Problem to solve:
All entries below must be given again word for word.

Input data:
────────────────

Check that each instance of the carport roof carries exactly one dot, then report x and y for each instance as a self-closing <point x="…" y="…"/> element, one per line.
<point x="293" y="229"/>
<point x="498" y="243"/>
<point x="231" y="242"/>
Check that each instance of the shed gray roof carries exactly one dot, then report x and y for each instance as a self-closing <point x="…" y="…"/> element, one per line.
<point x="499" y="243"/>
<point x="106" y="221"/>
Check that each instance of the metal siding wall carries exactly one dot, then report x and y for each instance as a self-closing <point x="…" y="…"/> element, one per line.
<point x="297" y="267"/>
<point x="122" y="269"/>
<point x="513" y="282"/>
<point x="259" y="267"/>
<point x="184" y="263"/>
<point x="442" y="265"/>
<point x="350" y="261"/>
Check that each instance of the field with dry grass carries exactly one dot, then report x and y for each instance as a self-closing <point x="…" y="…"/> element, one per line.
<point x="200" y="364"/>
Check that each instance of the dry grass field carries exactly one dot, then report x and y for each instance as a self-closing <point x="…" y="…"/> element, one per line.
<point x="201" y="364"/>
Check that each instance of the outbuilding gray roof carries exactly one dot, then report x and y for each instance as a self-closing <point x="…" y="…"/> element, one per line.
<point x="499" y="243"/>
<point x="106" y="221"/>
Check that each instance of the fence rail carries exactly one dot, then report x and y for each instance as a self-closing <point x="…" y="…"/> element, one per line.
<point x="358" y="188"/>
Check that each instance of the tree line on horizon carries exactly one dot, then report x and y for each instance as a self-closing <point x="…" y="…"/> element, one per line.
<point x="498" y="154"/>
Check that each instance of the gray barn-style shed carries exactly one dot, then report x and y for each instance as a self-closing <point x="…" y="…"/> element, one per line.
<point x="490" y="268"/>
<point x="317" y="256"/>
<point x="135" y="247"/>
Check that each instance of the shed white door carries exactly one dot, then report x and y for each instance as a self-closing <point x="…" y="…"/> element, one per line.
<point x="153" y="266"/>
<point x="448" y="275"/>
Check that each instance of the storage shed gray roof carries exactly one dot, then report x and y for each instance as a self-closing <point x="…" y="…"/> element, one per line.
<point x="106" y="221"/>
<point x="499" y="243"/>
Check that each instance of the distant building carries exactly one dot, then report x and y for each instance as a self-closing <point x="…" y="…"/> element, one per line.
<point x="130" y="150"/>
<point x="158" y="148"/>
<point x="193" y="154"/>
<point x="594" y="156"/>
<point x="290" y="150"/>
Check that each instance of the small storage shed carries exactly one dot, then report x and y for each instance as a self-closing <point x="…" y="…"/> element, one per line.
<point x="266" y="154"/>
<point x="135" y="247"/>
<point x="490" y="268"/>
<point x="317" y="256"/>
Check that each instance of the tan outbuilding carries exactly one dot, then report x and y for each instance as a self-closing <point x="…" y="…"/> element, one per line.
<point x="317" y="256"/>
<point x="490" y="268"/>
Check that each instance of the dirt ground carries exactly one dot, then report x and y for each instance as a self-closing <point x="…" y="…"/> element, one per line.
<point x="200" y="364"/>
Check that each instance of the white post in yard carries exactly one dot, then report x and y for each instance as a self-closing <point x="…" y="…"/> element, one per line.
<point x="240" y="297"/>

────────────────

Output for this task:
Check that each instance of the carport roof carries exactly one dot, then report x and y for each instance as a self-closing <point x="…" y="…"/> element, one per line.
<point x="293" y="229"/>
<point x="498" y="243"/>
<point x="231" y="242"/>
Check that each instance of the shed gray roof carries exactly one dot, then report x and y for each instance as a self-closing <point x="…" y="…"/> element, one per line.
<point x="499" y="243"/>
<point x="106" y="221"/>
Check that each instance of the metal siding wall carries exactly one dot, then report x and y for each instance as a self-closing <point x="…" y="…"/> element, one per line.
<point x="297" y="267"/>
<point x="122" y="269"/>
<point x="513" y="282"/>
<point x="259" y="267"/>
<point x="184" y="263"/>
<point x="442" y="265"/>
<point x="350" y="261"/>
Check that each instance of the field with dry grass carries exactly one dot, then report x and y for each instance as a self-closing <point x="…" y="…"/> element, one per line.
<point x="200" y="364"/>
Check that each instance of the dry grass field carries exactly one dot, then report x and y for each instance as a self-closing <point x="…" y="…"/> element, one per line.
<point x="201" y="364"/>
Check that each instance of the outbuilding gray roof carries exactly one dot, then report x and y for each instance as a self-closing <point x="…" y="…"/> element, one per line.
<point x="499" y="243"/>
<point x="106" y="221"/>
Check that each instance of the fence rail carries exactly one dot, then report x and y for each instance as a self-closing <point x="…" y="…"/> element, one per line.
<point x="358" y="188"/>
Check that each instance of the tree line on horizon carries exactly one dot, then report x and y for each instance as a self-closing <point x="…" y="…"/> element, one per line.
<point x="498" y="154"/>
Check that each instance of the gray barn-style shed carries exactly one dot, then report x and y for each instance as a self-closing <point x="…" y="…"/> element, one per line.
<point x="490" y="268"/>
<point x="317" y="256"/>
<point x="135" y="247"/>
Check that each instance of the shed white door carries exactly one dot, then report x and y for each instance as a self-closing <point x="…" y="…"/> element, one per line.
<point x="153" y="266"/>
<point x="448" y="275"/>
Check that each instance of the storage shed gray roof carries exactly one dot, then report x and y for each instance as a self-closing <point x="…" y="…"/> element, one per line.
<point x="106" y="221"/>
<point x="499" y="243"/>
Check that each instance of the distant building carries exactly one dot, then report x and y for each instance as a self-closing <point x="…" y="…"/> element, one per line.
<point x="130" y="150"/>
<point x="158" y="148"/>
<point x="193" y="154"/>
<point x="594" y="156"/>
<point x="290" y="150"/>
Check that each instance of the small storage shed carries exactly one dot, then report x and y for each instance as a self-closing <point x="…" y="…"/> element, one per line.
<point x="266" y="154"/>
<point x="135" y="247"/>
<point x="490" y="268"/>
<point x="317" y="256"/>
Check that each instance of the tan outbuilding carries exactly one dot, then report x and y for each instance as a self-closing <point x="…" y="…"/> element, one per line.
<point x="317" y="256"/>
<point x="490" y="268"/>
Check that each instance of the dirt ground carries exactly one dot, then report x and y for each instance as a self-closing <point x="…" y="…"/> element, one per line.
<point x="200" y="364"/>
Check that each instance of the white post in yard carries exactly one dot, then report x and y for each instance as a self-closing <point x="…" y="…"/> element, one per line.
<point x="240" y="297"/>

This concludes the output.